:: What needs to be done ::
Take the data below. Output it exactly from its first line through the line containing "box: [17, 166, 960, 640]".

Saved data entries

=-=-=-=-=

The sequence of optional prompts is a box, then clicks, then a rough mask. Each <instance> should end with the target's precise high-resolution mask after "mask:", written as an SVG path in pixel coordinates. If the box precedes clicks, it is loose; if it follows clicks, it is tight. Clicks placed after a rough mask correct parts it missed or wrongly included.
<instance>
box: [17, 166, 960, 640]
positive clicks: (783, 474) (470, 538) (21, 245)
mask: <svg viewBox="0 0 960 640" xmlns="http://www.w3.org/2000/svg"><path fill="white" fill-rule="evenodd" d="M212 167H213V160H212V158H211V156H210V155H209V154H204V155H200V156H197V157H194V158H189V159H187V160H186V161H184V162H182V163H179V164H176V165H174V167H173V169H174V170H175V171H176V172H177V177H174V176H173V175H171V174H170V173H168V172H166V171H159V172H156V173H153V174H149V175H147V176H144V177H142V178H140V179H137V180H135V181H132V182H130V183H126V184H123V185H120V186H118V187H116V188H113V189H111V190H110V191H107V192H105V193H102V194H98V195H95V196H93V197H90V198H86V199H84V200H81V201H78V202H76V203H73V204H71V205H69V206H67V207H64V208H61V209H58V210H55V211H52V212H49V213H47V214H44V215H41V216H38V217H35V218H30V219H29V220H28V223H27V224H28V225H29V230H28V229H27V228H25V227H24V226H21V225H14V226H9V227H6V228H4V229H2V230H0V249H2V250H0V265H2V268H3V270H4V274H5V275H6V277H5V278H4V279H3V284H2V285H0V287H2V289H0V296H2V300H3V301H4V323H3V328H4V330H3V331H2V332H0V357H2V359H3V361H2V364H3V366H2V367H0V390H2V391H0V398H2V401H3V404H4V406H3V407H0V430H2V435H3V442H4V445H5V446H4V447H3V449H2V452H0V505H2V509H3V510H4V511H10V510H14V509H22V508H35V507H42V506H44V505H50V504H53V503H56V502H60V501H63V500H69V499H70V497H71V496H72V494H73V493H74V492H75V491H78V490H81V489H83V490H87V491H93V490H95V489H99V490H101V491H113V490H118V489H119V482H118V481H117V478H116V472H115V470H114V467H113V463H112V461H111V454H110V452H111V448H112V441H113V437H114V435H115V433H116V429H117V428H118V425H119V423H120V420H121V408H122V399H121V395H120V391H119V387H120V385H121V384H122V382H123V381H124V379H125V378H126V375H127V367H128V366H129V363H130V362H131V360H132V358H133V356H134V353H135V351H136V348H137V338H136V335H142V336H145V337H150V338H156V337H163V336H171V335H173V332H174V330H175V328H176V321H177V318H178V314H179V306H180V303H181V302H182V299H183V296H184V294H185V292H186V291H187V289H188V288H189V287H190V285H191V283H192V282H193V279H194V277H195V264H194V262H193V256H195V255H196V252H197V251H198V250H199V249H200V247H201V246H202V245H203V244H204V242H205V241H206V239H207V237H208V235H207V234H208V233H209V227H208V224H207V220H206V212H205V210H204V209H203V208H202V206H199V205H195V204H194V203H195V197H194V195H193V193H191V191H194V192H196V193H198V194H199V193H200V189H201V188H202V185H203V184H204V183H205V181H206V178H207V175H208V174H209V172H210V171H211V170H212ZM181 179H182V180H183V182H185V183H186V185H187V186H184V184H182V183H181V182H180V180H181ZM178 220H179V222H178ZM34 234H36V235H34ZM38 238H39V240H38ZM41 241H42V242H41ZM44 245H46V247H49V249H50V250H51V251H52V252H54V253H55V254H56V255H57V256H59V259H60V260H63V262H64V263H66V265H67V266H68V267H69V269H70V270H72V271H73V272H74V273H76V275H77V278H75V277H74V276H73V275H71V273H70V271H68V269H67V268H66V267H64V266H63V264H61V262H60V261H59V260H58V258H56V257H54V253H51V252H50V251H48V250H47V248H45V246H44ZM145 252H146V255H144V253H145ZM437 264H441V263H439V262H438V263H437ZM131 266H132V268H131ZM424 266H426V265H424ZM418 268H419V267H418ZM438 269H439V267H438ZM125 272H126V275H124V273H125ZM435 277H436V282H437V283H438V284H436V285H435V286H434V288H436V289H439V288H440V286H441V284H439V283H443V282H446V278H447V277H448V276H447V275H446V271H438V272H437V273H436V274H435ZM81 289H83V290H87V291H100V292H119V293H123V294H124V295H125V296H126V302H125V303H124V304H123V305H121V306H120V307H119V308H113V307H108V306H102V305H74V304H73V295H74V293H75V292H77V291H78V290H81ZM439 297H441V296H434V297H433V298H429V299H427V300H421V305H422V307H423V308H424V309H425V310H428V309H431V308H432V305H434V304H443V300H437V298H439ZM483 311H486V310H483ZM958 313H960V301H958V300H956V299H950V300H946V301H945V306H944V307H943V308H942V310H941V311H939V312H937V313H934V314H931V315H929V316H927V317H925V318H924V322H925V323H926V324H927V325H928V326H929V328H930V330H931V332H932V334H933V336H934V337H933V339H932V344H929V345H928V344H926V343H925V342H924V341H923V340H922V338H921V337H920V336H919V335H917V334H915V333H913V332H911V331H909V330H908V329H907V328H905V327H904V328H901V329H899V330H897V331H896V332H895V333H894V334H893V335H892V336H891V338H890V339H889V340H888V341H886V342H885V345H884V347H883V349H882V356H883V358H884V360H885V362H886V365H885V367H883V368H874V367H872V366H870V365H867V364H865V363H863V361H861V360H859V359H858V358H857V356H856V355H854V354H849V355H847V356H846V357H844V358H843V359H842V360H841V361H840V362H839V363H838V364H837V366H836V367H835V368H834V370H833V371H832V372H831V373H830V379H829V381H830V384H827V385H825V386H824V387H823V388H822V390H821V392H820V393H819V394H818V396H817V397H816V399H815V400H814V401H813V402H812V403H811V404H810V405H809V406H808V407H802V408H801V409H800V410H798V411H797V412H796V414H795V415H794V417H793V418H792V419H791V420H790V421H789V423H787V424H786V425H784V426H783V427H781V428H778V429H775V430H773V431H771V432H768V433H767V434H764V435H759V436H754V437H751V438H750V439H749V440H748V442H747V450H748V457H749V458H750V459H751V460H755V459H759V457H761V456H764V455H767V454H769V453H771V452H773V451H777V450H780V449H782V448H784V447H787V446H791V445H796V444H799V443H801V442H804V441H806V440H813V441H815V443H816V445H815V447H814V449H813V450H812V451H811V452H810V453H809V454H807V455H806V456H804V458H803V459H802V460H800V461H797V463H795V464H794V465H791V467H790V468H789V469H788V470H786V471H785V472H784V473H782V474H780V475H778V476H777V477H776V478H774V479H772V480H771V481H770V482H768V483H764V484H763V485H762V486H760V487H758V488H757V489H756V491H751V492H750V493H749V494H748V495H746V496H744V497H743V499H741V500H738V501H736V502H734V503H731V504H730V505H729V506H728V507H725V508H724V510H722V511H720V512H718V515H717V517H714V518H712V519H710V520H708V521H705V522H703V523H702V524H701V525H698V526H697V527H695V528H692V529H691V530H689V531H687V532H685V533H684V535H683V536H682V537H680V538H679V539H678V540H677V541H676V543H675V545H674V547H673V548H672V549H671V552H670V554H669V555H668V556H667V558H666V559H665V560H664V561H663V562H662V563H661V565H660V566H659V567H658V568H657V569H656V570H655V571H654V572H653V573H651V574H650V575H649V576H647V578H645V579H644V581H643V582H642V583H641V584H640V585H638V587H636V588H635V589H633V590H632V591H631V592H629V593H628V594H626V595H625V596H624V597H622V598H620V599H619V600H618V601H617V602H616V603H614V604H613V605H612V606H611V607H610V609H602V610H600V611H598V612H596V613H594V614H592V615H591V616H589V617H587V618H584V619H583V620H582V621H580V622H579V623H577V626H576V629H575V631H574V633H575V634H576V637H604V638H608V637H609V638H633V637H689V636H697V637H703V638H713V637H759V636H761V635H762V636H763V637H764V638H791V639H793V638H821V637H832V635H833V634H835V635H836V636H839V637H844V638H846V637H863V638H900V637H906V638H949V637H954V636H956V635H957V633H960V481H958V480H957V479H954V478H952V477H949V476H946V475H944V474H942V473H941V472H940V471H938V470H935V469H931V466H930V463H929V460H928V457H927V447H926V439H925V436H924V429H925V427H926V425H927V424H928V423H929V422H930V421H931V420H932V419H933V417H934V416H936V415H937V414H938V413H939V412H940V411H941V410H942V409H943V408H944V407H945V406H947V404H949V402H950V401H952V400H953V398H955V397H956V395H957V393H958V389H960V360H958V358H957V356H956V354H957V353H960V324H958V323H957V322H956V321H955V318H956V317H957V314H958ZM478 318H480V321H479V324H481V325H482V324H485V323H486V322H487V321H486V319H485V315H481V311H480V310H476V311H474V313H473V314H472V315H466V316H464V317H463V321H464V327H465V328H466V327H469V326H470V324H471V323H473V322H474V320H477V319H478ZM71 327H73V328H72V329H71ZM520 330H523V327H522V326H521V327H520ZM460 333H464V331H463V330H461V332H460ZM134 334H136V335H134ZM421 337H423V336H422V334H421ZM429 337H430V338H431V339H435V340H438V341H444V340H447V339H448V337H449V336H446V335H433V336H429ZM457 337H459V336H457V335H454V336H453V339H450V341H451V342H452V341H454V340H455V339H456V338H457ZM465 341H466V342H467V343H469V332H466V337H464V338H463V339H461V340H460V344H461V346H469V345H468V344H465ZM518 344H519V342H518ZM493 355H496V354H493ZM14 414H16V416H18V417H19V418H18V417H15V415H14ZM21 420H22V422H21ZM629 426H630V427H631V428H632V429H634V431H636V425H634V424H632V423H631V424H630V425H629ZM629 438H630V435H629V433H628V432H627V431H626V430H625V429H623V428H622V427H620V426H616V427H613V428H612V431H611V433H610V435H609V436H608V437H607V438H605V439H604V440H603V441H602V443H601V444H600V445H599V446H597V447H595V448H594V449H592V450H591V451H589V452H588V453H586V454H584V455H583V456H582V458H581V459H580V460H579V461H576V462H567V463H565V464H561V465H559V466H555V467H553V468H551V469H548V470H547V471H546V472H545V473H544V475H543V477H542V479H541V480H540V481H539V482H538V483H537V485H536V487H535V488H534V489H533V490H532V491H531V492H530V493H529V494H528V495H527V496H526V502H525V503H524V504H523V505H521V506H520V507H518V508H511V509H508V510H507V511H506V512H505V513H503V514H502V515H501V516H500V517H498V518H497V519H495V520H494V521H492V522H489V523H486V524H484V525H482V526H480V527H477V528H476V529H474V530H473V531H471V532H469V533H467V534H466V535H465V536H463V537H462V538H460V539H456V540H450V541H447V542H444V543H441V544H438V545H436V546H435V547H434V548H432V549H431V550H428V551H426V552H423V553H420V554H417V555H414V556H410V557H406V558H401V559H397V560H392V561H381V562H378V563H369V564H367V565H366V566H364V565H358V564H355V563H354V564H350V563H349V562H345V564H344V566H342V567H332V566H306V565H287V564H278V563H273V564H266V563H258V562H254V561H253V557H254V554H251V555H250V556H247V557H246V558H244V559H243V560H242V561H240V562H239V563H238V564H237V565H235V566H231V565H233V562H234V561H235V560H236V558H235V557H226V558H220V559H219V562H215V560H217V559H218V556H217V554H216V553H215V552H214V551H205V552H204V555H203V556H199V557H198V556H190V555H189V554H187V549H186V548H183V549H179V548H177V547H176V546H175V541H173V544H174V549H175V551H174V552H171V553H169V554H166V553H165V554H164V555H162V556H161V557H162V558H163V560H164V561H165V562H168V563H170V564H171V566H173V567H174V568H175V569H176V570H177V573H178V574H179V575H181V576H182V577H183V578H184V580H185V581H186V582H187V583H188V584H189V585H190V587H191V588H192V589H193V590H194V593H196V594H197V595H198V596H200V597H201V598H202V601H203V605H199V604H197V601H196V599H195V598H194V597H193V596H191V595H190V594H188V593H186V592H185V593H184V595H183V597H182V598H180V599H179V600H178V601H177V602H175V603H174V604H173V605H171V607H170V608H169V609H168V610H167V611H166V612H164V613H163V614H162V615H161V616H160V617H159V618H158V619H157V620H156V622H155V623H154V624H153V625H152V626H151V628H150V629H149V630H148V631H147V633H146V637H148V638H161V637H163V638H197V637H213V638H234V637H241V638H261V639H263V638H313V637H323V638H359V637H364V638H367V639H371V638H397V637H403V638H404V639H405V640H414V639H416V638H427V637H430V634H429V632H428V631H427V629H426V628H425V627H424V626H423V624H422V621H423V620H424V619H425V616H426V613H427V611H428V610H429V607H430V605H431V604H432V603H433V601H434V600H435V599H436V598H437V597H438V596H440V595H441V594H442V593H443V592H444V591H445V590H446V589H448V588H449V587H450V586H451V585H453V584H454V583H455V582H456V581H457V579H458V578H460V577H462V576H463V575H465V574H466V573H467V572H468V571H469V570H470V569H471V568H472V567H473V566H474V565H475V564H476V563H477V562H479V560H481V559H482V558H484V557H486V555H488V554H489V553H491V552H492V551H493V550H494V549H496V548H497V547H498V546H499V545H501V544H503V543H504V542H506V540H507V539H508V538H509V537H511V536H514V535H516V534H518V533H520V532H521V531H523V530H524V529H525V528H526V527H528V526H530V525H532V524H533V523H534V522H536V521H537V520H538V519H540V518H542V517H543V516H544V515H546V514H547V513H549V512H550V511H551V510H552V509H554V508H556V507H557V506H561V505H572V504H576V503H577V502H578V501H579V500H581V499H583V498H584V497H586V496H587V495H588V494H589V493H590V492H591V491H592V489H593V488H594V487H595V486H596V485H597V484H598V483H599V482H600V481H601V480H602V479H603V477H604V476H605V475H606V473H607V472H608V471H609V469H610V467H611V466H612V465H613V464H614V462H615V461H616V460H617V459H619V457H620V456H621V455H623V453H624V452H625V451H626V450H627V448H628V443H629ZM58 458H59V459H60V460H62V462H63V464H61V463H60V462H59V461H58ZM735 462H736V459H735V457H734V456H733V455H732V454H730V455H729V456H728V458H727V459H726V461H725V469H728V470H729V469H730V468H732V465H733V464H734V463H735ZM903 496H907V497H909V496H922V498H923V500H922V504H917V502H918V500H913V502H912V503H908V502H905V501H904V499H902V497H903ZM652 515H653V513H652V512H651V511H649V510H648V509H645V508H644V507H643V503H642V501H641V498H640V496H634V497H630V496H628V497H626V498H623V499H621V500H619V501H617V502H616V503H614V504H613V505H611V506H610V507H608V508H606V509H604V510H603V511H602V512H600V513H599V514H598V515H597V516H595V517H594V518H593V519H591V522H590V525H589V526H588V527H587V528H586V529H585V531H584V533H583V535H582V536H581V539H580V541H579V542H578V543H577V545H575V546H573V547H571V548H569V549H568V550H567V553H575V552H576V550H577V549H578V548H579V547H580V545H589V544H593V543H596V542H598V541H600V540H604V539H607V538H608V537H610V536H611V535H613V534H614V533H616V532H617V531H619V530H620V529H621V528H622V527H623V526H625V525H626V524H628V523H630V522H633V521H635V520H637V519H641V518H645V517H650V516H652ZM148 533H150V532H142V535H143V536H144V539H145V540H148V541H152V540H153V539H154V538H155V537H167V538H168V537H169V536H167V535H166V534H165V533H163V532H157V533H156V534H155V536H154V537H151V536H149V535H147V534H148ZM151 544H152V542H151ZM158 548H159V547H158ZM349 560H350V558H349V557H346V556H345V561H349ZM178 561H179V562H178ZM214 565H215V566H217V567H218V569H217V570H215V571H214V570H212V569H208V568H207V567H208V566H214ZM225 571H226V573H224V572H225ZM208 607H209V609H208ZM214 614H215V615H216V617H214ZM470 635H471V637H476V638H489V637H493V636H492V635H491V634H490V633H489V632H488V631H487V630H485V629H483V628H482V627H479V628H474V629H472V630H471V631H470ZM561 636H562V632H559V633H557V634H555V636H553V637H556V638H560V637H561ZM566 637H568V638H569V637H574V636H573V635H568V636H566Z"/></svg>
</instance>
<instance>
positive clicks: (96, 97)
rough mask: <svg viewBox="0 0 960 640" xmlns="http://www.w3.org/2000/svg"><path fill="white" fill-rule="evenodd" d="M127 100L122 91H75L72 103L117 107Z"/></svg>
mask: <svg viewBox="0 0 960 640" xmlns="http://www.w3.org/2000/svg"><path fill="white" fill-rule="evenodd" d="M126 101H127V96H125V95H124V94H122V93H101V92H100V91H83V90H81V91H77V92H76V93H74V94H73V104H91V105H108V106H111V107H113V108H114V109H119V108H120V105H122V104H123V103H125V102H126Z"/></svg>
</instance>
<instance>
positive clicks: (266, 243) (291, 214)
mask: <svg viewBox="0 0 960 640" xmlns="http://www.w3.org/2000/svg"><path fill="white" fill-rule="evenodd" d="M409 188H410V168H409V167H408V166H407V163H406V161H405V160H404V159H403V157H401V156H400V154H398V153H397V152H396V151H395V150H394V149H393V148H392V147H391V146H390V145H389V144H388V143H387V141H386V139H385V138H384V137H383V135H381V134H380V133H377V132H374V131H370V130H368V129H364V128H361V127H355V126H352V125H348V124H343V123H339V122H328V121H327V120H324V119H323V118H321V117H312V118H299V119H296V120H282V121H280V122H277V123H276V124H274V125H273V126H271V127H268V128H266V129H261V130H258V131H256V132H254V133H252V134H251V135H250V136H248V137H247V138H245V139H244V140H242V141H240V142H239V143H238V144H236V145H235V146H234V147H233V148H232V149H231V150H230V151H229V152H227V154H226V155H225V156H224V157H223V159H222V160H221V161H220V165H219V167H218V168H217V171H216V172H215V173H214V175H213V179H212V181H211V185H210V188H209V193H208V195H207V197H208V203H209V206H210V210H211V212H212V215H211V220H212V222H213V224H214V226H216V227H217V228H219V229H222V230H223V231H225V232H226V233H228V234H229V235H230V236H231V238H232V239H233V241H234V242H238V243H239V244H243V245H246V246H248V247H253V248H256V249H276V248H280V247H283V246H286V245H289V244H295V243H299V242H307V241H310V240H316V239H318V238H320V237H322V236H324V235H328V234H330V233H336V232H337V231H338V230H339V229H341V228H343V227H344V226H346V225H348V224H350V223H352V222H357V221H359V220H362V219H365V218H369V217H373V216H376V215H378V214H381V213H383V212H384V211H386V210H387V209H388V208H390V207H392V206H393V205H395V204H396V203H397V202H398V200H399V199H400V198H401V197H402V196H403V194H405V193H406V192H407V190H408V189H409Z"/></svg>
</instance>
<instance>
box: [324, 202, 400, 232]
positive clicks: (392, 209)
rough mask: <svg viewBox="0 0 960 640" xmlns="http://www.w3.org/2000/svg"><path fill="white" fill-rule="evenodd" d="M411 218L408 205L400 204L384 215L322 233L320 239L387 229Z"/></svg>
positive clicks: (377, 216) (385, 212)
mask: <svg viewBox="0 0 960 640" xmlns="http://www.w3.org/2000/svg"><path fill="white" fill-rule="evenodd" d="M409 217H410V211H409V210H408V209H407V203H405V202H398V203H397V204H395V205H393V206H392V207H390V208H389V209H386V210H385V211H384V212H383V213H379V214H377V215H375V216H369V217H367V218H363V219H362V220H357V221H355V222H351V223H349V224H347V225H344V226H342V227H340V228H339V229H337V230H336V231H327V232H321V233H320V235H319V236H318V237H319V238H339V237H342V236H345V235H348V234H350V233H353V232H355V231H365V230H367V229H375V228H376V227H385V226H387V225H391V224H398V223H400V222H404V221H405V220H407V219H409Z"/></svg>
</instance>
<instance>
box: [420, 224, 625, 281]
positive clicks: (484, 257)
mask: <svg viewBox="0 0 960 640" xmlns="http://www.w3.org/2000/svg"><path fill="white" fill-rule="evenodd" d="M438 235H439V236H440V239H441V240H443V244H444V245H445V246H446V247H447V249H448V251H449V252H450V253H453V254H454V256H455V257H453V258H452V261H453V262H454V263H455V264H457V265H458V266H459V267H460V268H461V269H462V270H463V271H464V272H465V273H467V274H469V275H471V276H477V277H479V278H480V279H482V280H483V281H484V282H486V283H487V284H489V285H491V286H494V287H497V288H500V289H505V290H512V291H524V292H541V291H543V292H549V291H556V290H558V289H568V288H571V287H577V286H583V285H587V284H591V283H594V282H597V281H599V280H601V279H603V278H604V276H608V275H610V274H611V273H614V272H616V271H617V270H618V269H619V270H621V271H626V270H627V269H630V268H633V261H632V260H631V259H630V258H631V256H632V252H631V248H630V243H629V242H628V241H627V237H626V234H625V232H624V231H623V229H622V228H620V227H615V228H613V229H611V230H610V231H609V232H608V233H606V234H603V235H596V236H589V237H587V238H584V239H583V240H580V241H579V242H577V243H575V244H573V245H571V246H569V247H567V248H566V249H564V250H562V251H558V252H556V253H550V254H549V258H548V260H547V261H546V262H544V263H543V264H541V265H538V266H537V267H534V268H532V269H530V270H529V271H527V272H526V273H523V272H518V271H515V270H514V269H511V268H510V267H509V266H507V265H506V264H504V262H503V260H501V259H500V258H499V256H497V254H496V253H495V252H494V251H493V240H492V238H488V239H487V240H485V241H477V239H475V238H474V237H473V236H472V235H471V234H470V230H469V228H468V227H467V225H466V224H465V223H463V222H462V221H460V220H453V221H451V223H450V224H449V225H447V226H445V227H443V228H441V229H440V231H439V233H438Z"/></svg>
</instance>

=-=-=-=-=

:: Problem solution ::
The sequence of optional prompts is a box, then clicks, then a rough mask. Each <instance> should end with the target's precise high-resolution mask after "mask:", written as an SVG path in pixel coordinates. If the box precedes clicks, it is loose; if it follows clicks, it is tight. Clicks placed after a rough mask correct parts it missed or wrongly included.
<instance>
box: [17, 166, 960, 640]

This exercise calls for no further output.